- **Short problem**
Reproduce every line of the listing below word for word, leaving out the pictures.

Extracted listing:
───

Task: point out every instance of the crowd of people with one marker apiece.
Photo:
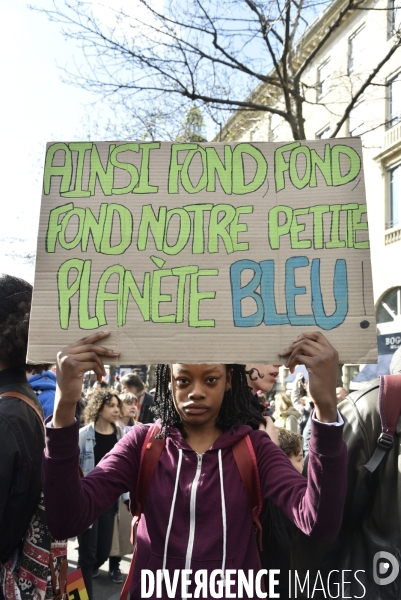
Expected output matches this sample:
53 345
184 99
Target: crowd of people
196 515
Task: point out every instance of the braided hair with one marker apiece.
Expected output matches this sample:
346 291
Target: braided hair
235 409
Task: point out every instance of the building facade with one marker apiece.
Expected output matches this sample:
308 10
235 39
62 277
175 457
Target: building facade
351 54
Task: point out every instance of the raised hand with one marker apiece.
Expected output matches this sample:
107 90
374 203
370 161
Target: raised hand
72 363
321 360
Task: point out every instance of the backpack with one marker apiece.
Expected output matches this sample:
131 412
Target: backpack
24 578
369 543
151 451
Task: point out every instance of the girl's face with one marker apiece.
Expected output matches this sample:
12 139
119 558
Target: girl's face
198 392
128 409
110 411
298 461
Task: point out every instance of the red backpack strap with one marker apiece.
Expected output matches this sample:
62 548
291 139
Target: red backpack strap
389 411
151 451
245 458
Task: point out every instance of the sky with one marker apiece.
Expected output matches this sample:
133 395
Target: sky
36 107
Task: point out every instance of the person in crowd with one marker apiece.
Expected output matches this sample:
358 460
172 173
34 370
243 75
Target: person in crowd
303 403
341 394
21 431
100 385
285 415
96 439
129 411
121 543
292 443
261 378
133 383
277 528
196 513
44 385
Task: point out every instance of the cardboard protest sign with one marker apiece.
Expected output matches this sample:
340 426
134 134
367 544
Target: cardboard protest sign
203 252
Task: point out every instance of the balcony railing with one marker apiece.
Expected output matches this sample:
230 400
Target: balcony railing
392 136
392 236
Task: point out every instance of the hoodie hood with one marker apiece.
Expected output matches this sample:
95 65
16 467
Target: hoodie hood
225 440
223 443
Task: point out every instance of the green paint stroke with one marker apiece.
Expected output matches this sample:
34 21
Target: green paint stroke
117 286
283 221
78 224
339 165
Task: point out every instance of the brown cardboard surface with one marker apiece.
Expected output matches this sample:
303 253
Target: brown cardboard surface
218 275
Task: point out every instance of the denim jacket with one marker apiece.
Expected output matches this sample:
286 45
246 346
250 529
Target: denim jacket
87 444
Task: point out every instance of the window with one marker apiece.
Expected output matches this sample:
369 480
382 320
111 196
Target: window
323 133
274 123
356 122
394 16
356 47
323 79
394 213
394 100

───

- **The response**
Task: point out every instance of the crowd of people with one marker apiece.
Photo:
Expected output matches this sample:
53 345
184 99
Target: crowd of people
196 515
Task: point out every instance of the braided hair with one marker apiece.
Expected output matches this sample:
346 291
Target: braided hair
235 409
Task: point out every instance of the building facade with one marker apiece.
Expected output matches this sample:
308 10
235 39
62 277
175 457
Target: building facade
351 54
Task: point out every instance of the raised hand with one marker apiece.
Expected output matches this sample:
107 90
374 203
370 161
Target: raised hand
72 363
321 360
Task: point out every instance of the backpack with one marker apiece.
Expected output matches this sample:
131 412
Target: backpack
24 578
369 543
151 451
Task: point out every instance of the girl's face with one marker apiece.
Expected output matches this sample:
12 139
119 558
Target: girl's face
198 392
128 409
110 411
298 461
Task: point out every instance of the red backpack strap with one marker apiece.
Expected output matches this sample:
62 548
291 139
Target: red backpack strap
389 411
151 451
245 458
Task: point out every instance of the sky with one marker apiece.
Expected output matches this sample:
133 395
Target: sky
36 107
Task: point out every instance of the person in crowd with one marker apiece.
Expected output matches this sample:
358 460
172 173
34 370
243 75
Target: person in crowd
303 403
341 394
21 431
100 385
285 415
96 439
129 411
121 543
292 443
261 378
133 383
277 528
196 513
44 385
Task: point out every instance of the cardboard protest sign with one marker apiece.
Expected output matches this sample:
340 426
134 134
367 544
Target: cardboard protest sign
203 252
Task: point out every instance of the balcony railing with one marker apiece.
Expected output matches this sample:
230 400
Target: balcony railing
392 136
392 236
Task: point out every instance of the hoodie hood with one marker apiece.
Expected output matches this sample:
95 65
16 467
Target: hoodie hood
225 440
223 443
Task: point out every instance of the green paint stroke with one marker apiece.
Expected output matches this sample:
34 21
Target: green paint stroke
117 286
283 221
78 224
339 165
Task: point out every instance of the brown cardboard surface with one marker apiece.
Expected output matches this sample:
303 253
Target: brown cardboard surface
218 275
Task: point out every instance of the denim jacket with one marker apiece.
Expected output matches this sample:
286 45
246 346
250 529
Target: denim jacket
87 444
Task: point out every instance of the window with one marker apiece.
Expected output matches this sample:
369 480
382 320
111 196
Target: window
323 133
274 123
356 122
394 16
356 47
323 79
394 213
394 100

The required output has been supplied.